◆ YOUR INSTRUCTIONS
Search the records for the string "rail" and copy every line in which it appears.

Referring expression data:

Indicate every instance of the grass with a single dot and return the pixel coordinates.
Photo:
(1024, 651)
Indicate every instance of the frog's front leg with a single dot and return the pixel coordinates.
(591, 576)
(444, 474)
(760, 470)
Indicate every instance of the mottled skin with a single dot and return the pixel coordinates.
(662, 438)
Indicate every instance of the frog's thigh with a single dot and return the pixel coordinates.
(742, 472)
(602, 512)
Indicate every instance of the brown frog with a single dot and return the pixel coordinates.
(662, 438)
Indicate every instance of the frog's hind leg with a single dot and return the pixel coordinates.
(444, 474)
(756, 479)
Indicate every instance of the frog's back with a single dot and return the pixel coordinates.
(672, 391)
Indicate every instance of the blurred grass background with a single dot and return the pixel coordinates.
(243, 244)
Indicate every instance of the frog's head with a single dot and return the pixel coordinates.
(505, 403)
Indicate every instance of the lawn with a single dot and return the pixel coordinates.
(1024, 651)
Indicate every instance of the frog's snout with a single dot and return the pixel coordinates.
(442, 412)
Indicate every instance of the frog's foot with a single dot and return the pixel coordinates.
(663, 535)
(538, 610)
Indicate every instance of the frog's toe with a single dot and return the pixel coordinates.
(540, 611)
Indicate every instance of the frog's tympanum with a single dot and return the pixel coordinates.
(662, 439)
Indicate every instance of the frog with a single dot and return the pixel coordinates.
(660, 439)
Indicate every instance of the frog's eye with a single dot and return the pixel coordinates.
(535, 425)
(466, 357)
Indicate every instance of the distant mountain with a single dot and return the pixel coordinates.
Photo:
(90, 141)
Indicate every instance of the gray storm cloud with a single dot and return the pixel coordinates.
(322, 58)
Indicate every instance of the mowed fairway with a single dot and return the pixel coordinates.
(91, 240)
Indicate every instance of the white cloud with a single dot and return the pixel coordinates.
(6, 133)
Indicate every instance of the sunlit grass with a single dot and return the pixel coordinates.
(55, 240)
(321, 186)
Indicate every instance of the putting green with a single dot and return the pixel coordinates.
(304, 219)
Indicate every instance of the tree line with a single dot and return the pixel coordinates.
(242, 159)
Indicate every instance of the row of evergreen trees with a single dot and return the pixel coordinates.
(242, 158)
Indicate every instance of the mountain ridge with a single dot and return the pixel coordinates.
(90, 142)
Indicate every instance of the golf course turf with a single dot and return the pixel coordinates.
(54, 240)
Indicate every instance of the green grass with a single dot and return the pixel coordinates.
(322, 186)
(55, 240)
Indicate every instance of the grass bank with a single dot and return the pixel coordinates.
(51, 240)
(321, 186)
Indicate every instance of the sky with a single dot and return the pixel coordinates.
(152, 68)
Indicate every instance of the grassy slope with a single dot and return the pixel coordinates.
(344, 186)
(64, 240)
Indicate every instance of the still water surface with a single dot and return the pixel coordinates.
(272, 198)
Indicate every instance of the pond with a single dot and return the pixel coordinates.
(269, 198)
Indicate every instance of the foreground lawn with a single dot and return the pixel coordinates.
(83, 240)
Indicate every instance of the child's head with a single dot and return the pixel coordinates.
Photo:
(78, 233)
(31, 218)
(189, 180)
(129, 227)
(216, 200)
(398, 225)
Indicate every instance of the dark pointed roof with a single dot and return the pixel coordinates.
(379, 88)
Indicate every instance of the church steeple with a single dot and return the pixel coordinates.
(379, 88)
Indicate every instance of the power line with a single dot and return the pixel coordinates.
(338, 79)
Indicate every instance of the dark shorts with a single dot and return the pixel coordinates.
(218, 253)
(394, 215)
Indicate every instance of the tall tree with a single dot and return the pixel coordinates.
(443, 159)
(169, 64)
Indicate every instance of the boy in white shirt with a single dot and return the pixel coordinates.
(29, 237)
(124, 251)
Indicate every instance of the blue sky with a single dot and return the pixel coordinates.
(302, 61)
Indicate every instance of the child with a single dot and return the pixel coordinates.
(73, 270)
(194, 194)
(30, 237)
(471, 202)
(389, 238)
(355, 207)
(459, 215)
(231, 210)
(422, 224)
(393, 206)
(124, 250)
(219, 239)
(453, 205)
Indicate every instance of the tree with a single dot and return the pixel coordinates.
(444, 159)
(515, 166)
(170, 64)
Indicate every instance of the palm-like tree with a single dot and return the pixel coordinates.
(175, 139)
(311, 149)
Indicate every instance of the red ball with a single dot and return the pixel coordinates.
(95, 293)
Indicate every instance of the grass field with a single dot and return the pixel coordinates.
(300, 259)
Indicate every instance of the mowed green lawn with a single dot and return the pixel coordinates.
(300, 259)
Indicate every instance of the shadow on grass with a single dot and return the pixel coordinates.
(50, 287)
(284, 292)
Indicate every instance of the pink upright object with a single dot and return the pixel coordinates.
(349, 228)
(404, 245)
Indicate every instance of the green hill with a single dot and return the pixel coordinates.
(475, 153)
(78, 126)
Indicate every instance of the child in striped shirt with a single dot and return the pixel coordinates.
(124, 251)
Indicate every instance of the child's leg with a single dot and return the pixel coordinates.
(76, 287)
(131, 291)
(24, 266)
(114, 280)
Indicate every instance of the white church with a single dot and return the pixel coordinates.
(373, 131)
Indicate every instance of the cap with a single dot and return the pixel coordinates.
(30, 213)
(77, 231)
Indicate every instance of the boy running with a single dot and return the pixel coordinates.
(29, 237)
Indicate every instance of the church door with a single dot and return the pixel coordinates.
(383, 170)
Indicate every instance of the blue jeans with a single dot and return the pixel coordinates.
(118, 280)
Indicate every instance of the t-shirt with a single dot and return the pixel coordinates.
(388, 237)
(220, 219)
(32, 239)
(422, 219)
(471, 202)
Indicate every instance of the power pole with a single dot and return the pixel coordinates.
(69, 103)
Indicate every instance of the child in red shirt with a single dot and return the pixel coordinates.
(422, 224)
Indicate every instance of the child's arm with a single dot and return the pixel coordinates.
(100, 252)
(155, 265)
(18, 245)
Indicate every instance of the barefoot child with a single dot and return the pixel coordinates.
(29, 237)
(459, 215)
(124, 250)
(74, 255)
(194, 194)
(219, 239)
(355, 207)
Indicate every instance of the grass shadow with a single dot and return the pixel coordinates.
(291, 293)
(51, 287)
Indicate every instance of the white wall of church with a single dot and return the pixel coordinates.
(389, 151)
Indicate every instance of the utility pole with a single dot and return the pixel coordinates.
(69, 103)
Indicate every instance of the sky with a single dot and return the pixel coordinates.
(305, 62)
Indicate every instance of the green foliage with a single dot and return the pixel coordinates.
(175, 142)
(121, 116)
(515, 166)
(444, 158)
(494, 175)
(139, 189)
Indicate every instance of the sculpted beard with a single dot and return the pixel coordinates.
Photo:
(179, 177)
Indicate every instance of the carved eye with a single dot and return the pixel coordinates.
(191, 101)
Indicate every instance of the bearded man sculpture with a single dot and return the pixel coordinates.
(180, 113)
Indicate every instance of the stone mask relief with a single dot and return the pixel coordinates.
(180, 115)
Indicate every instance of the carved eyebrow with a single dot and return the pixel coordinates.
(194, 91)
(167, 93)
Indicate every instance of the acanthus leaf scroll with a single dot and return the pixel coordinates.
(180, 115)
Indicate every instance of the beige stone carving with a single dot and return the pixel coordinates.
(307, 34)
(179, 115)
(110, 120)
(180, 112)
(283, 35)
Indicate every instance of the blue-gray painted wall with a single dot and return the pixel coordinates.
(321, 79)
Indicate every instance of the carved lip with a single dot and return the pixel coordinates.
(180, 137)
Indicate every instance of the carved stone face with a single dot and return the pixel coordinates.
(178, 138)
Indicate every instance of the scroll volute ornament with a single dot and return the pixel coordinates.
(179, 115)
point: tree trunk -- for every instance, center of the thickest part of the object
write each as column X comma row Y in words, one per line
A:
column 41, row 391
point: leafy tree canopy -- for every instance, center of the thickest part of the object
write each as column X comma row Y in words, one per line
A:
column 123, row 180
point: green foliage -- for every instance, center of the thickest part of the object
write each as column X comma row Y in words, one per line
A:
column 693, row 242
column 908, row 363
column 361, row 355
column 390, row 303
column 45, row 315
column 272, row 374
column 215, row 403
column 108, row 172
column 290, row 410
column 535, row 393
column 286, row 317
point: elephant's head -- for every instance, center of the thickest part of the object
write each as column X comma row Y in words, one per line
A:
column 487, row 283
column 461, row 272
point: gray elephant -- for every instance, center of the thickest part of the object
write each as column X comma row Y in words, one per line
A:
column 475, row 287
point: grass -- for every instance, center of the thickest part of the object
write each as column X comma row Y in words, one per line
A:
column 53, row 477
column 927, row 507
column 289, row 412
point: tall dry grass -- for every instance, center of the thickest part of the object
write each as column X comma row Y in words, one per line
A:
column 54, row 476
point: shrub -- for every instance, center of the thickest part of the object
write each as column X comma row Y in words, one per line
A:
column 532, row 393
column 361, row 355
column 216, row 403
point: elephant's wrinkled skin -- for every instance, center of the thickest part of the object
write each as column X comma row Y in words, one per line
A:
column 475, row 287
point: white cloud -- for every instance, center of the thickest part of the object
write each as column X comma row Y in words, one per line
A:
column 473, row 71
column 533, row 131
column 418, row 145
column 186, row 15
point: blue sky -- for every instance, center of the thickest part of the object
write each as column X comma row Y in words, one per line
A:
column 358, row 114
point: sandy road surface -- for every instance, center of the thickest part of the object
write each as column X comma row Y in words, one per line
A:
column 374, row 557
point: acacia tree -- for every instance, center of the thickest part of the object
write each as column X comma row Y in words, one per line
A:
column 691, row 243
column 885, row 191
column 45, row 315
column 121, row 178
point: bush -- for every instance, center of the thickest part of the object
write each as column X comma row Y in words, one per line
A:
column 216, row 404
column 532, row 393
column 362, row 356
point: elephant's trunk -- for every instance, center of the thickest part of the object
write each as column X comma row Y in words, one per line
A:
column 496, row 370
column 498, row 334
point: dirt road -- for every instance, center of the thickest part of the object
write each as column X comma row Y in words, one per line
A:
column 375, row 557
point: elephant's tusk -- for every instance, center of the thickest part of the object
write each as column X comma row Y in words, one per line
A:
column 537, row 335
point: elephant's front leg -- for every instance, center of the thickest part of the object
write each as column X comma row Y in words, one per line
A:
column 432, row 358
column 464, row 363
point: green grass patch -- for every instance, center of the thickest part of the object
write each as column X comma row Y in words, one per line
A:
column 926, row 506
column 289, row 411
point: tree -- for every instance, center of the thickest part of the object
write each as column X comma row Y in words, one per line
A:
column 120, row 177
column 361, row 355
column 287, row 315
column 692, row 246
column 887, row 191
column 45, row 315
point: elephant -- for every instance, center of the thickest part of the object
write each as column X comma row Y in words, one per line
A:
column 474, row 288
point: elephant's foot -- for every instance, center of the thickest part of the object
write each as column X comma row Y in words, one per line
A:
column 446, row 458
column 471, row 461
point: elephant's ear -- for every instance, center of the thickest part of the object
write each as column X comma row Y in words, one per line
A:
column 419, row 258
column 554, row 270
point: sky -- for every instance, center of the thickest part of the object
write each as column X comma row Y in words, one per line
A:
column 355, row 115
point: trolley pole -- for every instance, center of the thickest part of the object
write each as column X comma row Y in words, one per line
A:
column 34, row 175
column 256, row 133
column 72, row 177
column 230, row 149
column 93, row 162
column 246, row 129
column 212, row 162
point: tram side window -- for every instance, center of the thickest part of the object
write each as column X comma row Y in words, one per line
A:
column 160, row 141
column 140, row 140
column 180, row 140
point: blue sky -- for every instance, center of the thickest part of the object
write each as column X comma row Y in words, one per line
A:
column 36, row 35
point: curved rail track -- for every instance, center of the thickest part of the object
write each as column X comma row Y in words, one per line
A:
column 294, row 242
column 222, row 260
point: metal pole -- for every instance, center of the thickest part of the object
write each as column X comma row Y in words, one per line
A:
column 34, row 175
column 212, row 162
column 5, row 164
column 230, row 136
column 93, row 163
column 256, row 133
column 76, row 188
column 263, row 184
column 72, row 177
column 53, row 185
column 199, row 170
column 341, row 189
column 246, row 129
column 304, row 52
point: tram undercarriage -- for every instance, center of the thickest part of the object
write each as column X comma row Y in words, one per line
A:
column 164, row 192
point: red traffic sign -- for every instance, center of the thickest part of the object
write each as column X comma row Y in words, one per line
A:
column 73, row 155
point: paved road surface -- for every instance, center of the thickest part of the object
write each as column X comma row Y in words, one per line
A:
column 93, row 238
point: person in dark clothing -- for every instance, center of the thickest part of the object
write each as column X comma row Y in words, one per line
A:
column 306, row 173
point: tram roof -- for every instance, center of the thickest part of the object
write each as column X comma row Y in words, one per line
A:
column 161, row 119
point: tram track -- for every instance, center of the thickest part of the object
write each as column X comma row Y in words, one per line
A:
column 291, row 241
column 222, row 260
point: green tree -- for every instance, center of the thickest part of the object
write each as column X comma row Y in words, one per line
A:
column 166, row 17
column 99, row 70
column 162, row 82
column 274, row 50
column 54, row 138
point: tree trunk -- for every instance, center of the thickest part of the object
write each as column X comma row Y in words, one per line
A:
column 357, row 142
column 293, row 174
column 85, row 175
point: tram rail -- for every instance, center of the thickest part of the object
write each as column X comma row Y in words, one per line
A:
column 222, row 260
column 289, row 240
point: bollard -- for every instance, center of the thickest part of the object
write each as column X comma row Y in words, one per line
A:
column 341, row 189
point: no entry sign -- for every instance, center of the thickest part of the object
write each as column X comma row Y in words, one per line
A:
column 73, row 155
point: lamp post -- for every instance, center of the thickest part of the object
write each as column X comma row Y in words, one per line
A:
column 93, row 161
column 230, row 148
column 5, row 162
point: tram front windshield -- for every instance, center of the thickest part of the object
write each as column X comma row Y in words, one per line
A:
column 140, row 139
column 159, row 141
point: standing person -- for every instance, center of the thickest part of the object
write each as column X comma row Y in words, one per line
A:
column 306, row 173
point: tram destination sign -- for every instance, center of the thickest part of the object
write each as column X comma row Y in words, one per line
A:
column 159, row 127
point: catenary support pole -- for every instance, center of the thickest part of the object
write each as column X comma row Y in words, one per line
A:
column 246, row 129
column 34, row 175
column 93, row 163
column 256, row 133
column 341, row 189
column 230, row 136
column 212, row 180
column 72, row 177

◆ REPLY
point: curved rail track -- for every instance, center of the thickest part of the object
point: tram rail -- for every instance, center of the thickest part of the object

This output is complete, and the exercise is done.